(Reading passage)
- Sea operates the popular e-commerce site Shopee, which has been expanding through Asia and Latin America;
- The deal was the largest fundraising in Southeast Asia.
Singapore-based gaming and e-commerce company Sea has raised about $6 billion in an equity and convertible bond sale, making it Southeast Asia’s largest fund raising.
The company priced 11 million American Depository Receipts at $318 each, together with $2.5 billion in a convertible bond.
Sea operates the popular e-commerce site Shopee, which has been expanded through Asia and Latin America, and the company is pushing into Europe by opening in Poland, Reuters reported.
Shares of Sea, Southeast Asia’s most valuable listed company by market capitalization, were up 1.6% in pre-market trade on Friday. The stock is 62% higher for the year.
The deal was the largest fundraising in Southeast Asia, according to Refinitiv data.
“Given the huge level of investor interest in tech stocks and with interest rates so low, it’s always good to bulk up finances,” said one source familiar with the transaction.
Sea’s shares recorded a nearly five-fold jump last year amid strong demand as pandemic-related restrictions kept people indoors.
For the quarter to June, Sea’s adjusted earnings before interest, tax, depreciation and amortisation for its digital entertainment business rose to $741 million, up 71% year on year.
If the over-allotment is exercised on the share sale and convertible bond issuance, the amount raised would climb to $6.9 billion, Sea’s regulatory filings showed, which would be the largest raising by an Asian company listed in the United States.
The sale was the second for the company in less than a year after the company in December raised $2.6 billion.
At $318, the price set was a 1.4% discount to its trading price ahead of the deal’s launch in New York on Wednesday.
In its filings, Sea said it planned to use the cash for strategic investments and potential acquisitions.
But one analyst questioned the need to raise funds given the company had $7 billion on its balance sheet at the end of June.
“The reason for this fund raising could be an early indication that the gaming business is no longer capable of funding the e-commerce and fintech growth,” Lightstream Research analyst Oshadhi Kumarasiri said.
(End Reading passage)
(Extracted information)
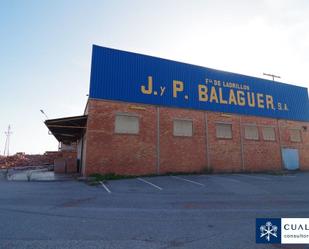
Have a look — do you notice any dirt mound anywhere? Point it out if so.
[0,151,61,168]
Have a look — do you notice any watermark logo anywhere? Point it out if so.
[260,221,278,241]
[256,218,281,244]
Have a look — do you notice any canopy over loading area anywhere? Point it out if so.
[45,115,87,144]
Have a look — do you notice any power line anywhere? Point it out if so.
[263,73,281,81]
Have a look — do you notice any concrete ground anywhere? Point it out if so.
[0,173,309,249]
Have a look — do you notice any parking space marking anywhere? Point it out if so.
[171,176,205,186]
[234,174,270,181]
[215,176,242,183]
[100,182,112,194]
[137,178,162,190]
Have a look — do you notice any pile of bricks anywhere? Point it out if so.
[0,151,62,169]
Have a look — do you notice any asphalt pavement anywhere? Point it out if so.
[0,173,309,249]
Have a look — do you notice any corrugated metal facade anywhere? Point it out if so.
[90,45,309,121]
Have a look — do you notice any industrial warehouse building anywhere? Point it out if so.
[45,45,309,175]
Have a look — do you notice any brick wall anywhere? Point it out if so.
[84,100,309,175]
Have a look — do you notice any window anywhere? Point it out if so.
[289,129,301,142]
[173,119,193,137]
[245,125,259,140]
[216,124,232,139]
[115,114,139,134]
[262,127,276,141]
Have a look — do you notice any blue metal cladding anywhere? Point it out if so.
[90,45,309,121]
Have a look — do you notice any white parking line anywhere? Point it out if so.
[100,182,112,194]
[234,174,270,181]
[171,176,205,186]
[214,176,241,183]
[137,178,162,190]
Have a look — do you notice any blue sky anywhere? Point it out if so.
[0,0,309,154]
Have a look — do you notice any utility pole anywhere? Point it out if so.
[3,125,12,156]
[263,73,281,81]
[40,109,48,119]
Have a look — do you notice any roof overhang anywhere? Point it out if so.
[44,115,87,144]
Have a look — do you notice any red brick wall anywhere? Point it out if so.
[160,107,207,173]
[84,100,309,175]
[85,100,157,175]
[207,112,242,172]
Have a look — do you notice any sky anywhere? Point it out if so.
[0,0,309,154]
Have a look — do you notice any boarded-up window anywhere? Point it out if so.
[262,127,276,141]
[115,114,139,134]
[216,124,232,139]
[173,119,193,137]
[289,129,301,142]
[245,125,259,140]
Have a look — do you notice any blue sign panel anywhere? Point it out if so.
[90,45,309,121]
(End Extracted information)
(Extracted information)
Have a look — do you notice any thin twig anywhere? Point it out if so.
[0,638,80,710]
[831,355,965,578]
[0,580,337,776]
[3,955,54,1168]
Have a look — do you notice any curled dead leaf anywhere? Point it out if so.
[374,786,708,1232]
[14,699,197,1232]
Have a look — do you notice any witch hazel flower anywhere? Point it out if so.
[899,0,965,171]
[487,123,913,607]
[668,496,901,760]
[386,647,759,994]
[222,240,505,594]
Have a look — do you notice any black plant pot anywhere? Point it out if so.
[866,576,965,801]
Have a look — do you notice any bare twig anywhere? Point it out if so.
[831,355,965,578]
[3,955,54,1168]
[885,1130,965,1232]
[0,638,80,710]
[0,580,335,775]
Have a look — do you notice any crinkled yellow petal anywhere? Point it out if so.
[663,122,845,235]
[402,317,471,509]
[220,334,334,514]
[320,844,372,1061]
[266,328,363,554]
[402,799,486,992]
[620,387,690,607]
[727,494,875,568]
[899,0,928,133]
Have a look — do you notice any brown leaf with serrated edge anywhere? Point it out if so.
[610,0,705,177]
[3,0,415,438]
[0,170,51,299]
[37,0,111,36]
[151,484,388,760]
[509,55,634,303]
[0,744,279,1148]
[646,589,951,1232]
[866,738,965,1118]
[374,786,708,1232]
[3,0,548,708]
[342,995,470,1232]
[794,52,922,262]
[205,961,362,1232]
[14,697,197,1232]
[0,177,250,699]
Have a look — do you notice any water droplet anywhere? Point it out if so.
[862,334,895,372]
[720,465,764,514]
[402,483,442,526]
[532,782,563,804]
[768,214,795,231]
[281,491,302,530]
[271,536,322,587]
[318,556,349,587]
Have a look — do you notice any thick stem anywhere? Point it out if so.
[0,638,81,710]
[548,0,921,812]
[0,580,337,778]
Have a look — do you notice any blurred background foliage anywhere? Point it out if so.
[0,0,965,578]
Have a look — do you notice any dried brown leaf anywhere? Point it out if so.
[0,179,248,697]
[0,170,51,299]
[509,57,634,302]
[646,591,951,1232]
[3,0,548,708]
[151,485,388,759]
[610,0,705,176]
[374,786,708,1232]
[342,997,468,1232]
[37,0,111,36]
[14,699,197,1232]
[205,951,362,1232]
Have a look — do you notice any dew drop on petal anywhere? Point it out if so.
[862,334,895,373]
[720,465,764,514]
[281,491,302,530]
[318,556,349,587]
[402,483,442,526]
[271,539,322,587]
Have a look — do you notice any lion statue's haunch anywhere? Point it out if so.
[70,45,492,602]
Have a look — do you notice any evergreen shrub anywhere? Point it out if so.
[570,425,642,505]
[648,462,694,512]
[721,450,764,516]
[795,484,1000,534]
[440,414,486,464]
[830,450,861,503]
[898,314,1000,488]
(End Extracted information)
(Extracted information)
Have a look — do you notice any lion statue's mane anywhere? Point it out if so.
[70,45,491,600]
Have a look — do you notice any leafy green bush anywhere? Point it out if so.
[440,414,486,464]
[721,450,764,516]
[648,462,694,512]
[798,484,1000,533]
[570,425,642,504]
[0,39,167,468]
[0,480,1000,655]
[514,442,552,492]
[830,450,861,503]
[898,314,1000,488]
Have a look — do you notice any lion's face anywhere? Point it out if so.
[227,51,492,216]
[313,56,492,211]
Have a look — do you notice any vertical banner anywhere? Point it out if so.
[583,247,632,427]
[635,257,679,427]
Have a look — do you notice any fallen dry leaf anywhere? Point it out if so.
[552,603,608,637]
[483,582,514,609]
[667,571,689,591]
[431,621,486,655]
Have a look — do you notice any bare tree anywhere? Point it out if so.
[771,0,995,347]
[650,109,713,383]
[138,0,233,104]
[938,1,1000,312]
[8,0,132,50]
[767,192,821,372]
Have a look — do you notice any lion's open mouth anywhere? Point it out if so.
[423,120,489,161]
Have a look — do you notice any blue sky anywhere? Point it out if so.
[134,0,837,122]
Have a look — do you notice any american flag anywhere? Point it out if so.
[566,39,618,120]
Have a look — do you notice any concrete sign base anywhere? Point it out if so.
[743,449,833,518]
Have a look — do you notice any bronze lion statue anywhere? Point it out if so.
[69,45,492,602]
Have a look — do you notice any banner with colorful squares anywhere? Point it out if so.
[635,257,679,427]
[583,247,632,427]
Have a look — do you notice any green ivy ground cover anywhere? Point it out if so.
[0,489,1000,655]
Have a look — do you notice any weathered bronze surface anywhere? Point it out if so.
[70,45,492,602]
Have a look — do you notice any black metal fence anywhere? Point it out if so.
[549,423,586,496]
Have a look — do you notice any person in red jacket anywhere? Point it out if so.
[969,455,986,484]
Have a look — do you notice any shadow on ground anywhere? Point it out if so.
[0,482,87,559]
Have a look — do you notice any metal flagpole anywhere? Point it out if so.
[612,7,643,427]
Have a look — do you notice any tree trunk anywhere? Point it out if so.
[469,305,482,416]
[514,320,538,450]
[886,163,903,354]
(End Extracted information)
- Exercise brief -
Reproduce word for word the stretch of the article on Sea's fundraising from "At $318, the" through "end of June.".

- Your solution -
At $318, the price set was a 1.4% discount to its trading price ahead of the deal’s launch in New York on Wednesday.
In its filings, Sea said it planned to use the cash for strategic investments and potential acquisitions.
But one analyst questioned the need to raise funds given the company had $7 billion on its balance sheet at the end of June.